[OBJECTIVE]
Go to the line that contains "Could you identify the concrete barrier" and extract it along with every line after it, exactly, through the end of the data below.

*** EXERCISE INPUT

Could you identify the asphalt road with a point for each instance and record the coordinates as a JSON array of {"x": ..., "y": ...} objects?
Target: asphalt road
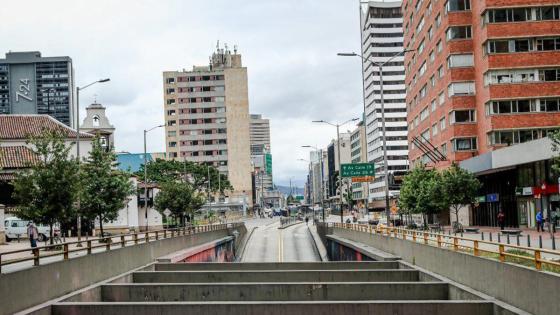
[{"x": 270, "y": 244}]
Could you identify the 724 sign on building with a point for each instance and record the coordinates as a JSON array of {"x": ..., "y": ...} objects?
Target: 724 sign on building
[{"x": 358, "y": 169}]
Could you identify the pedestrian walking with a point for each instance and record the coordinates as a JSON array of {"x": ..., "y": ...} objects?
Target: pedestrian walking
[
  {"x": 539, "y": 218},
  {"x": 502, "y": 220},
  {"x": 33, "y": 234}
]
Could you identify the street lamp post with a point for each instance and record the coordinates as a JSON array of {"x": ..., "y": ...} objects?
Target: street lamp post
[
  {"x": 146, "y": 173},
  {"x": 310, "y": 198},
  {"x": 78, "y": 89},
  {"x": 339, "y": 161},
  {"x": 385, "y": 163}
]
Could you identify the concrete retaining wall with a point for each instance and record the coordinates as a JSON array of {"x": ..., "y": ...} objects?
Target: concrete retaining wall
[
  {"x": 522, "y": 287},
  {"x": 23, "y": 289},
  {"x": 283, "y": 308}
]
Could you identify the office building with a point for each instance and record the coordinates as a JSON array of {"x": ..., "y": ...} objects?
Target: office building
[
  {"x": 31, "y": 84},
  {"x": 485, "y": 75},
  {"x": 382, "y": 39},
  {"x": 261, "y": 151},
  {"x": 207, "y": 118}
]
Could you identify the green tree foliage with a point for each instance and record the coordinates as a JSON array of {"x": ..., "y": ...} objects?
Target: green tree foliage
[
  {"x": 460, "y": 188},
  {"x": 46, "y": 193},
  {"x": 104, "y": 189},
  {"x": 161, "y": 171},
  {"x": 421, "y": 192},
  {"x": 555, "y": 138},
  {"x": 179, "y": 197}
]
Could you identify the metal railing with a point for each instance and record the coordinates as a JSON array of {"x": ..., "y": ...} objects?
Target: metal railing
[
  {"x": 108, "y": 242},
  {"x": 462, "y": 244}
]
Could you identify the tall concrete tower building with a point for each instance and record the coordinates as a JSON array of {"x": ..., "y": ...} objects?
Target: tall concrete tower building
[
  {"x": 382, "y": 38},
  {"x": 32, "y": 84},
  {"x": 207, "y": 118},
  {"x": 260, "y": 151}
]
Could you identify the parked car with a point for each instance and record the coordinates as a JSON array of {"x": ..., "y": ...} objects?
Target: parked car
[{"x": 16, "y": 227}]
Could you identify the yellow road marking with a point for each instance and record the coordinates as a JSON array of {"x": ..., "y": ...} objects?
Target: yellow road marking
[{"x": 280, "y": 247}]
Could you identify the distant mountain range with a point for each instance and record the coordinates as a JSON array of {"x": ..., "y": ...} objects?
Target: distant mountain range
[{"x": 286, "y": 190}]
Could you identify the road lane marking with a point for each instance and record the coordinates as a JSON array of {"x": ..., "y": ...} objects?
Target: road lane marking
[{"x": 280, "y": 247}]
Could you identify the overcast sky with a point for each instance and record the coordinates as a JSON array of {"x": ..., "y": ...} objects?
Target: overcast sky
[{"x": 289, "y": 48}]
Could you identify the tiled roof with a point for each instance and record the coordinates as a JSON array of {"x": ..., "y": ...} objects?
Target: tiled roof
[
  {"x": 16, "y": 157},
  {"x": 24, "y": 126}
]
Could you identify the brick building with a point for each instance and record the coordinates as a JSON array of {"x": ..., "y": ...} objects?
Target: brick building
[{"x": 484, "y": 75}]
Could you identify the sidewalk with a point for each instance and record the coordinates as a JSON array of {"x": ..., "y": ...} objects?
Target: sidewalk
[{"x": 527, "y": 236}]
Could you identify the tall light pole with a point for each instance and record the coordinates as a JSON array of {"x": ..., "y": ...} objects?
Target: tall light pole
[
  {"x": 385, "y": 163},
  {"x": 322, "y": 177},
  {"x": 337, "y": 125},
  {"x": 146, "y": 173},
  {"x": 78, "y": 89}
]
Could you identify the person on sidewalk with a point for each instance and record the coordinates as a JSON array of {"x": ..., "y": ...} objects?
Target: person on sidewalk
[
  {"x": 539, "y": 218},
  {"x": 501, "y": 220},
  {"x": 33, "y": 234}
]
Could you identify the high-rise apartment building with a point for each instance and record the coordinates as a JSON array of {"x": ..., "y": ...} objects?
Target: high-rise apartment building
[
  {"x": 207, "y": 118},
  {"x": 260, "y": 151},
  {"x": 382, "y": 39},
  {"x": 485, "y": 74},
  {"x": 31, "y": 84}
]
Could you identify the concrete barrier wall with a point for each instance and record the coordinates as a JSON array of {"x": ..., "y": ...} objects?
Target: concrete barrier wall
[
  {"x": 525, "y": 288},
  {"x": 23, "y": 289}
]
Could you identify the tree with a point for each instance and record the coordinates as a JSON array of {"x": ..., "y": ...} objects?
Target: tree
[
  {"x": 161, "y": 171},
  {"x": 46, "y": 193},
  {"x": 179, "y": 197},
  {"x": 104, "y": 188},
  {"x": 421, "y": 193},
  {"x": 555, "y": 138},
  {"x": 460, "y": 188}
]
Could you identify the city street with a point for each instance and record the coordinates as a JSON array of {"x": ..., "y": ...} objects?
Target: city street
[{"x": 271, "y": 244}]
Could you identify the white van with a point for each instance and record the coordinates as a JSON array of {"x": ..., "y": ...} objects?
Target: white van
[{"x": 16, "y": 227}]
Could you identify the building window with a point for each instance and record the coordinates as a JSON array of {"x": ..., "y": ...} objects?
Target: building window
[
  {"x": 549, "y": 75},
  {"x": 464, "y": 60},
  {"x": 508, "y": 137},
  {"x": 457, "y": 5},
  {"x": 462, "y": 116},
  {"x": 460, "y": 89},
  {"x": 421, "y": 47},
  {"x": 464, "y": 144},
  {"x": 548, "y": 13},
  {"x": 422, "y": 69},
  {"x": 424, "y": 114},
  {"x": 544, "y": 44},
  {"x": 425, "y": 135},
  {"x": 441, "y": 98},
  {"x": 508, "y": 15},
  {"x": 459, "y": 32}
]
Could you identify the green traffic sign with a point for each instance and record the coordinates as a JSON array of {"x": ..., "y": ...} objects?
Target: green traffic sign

******

[RESPONSE BELOW]
Could you identify the concrete barrier wall with a point for each instance and record the coordinates as a JSON array of {"x": ..., "y": ...} objects?
Target: concrete barrier wall
[
  {"x": 525, "y": 288},
  {"x": 23, "y": 289}
]
Could you identify the tree with a point for each instance and record the coordinates as a JSON array of {"x": ..., "y": ...} objects?
Target: tree
[
  {"x": 161, "y": 171},
  {"x": 46, "y": 193},
  {"x": 179, "y": 197},
  {"x": 104, "y": 188},
  {"x": 421, "y": 193},
  {"x": 555, "y": 138},
  {"x": 460, "y": 188}
]
Could you identify the city street with a point for each instance and record the coordinates as a JSON array of {"x": ..., "y": ...} objects?
Target: city street
[{"x": 271, "y": 244}]
Could you identify the white van with a point for each instance and record the coordinates as a JSON array of {"x": ..., "y": ...} objects?
Target: white van
[{"x": 16, "y": 227}]
Could you identify the building window with a point for each instance and record the coordinates as a JSON array of {"x": ..., "y": ...} objects?
Target: building window
[
  {"x": 549, "y": 75},
  {"x": 464, "y": 60},
  {"x": 508, "y": 137},
  {"x": 457, "y": 5},
  {"x": 462, "y": 116},
  {"x": 460, "y": 89},
  {"x": 421, "y": 47},
  {"x": 464, "y": 144},
  {"x": 548, "y": 13},
  {"x": 422, "y": 69},
  {"x": 424, "y": 114},
  {"x": 544, "y": 44},
  {"x": 425, "y": 135},
  {"x": 441, "y": 98},
  {"x": 508, "y": 15},
  {"x": 459, "y": 32}
]
Could you identify the green traffic sign with a point for each instance and record the coordinates as a JSON array of {"x": ..., "y": ...} objects?
Target: green traffic sign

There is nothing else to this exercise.